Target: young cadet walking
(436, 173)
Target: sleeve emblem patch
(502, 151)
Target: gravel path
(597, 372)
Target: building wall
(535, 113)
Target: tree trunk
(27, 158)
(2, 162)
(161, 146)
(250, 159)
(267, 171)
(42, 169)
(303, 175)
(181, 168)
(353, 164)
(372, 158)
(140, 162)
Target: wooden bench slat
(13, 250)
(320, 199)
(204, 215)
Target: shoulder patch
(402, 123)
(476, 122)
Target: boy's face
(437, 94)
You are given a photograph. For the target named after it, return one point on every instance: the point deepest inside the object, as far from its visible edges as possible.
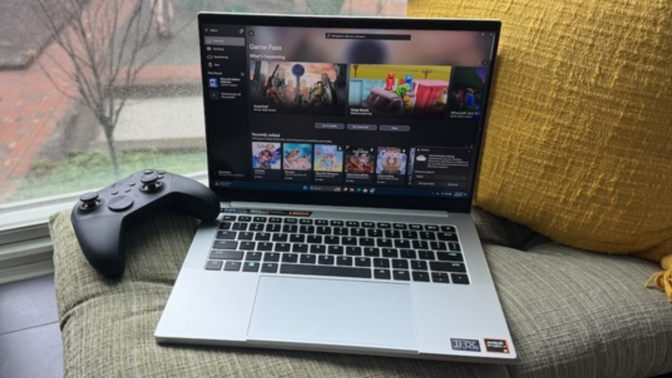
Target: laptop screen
(345, 111)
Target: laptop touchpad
(336, 312)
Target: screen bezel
(462, 204)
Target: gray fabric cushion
(571, 314)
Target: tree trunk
(109, 137)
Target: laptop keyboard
(320, 247)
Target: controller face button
(120, 203)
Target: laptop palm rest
(330, 311)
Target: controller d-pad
(120, 203)
(150, 182)
(89, 200)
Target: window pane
(93, 90)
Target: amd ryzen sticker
(496, 346)
(467, 345)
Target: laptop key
(269, 268)
(317, 248)
(251, 267)
(401, 243)
(447, 267)
(253, 256)
(420, 276)
(440, 277)
(445, 236)
(382, 274)
(308, 259)
(263, 236)
(363, 261)
(245, 235)
(302, 248)
(322, 270)
(381, 263)
(232, 266)
(438, 246)
(272, 256)
(401, 275)
(226, 255)
(247, 246)
(326, 260)
(384, 242)
(297, 238)
(389, 252)
(226, 235)
(214, 265)
(335, 250)
(367, 242)
(419, 265)
(239, 227)
(460, 278)
(449, 256)
(372, 252)
(280, 237)
(353, 251)
(290, 257)
(256, 227)
(283, 247)
(426, 255)
(448, 229)
(218, 244)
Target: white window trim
(26, 249)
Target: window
(94, 90)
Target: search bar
(385, 37)
(225, 41)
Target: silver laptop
(345, 152)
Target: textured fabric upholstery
(578, 145)
(571, 314)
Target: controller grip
(195, 199)
(100, 239)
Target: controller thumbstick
(150, 182)
(89, 200)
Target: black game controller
(100, 218)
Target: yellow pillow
(579, 137)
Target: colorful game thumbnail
(297, 156)
(328, 158)
(413, 91)
(266, 155)
(360, 159)
(391, 161)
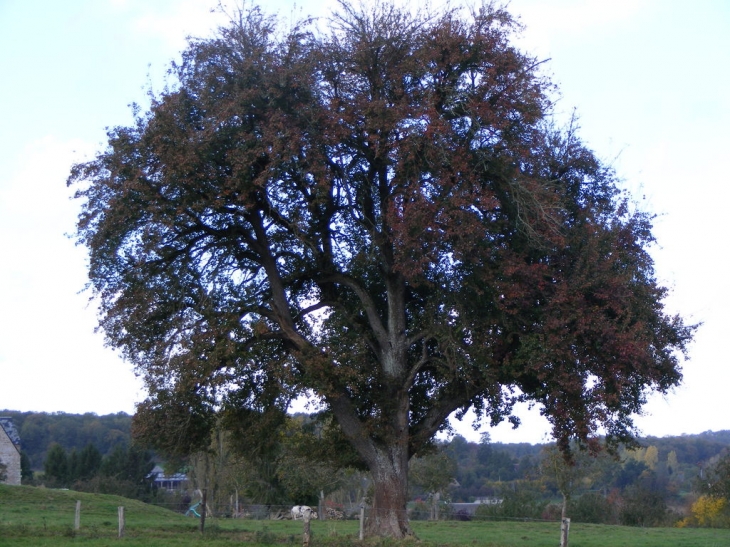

----

GOAL => Print every one of the records above word for word, omitting the pictures.

RESPONSE FOR THIS EXERCISE =>
Target: young cadet walking
(436, 173)
Target: sleeve emblem patch
(502, 151)
Target: gravel path
(597, 372)
Target: building wall
(535, 113)
Target: tree trunk
(27, 158)
(2, 162)
(161, 146)
(250, 159)
(267, 171)
(42, 169)
(303, 175)
(181, 168)
(353, 164)
(372, 158)
(140, 162)
Target: wooden bench slat
(13, 250)
(320, 199)
(204, 215)
Target: shoulder patch
(402, 123)
(476, 122)
Target: boy's face
(437, 94)
You are given a photograph. For the target named after it, return one point on every instance: the point deepest inside the object, as far from its visible edges as possible.
Target: laptop screen
(345, 111)
Target: laptop touchpad
(336, 312)
Target: screen bezel
(462, 204)
Target: gray fabric cushion
(571, 314)
Target: tree trunk
(109, 137)
Target: laptop keyboard
(320, 247)
Target: controller face button
(120, 203)
Target: laptop palm rest
(330, 311)
Target: controller d-pad
(120, 203)
(150, 182)
(89, 200)
Target: window pane
(93, 90)
Target: amd ryzen sticker
(496, 346)
(467, 345)
Target: laptop key
(269, 268)
(317, 248)
(251, 267)
(401, 243)
(447, 267)
(253, 256)
(420, 276)
(440, 277)
(445, 236)
(382, 274)
(308, 259)
(263, 236)
(363, 261)
(245, 235)
(302, 248)
(322, 270)
(381, 263)
(232, 266)
(438, 246)
(272, 256)
(401, 275)
(226, 255)
(247, 246)
(326, 260)
(384, 242)
(297, 238)
(389, 252)
(226, 235)
(214, 265)
(335, 250)
(367, 242)
(419, 265)
(239, 227)
(460, 278)
(449, 256)
(372, 252)
(280, 237)
(353, 251)
(290, 257)
(256, 227)
(283, 247)
(426, 255)
(448, 229)
(218, 244)
Target: white window trim
(26, 249)
Target: window
(94, 90)
Target: search bar
(385, 37)
(225, 41)
Target: silver laptop
(345, 152)
Target: textured fabric upholstery
(578, 145)
(571, 314)
Target: controller grip
(195, 199)
(100, 239)
Target: controller thumbstick
(150, 182)
(89, 200)
Target: black game controller
(100, 218)
Target: yellow pillow
(579, 137)
Target: colorful game thumbnail
(297, 156)
(328, 158)
(413, 91)
(266, 155)
(360, 159)
(391, 161)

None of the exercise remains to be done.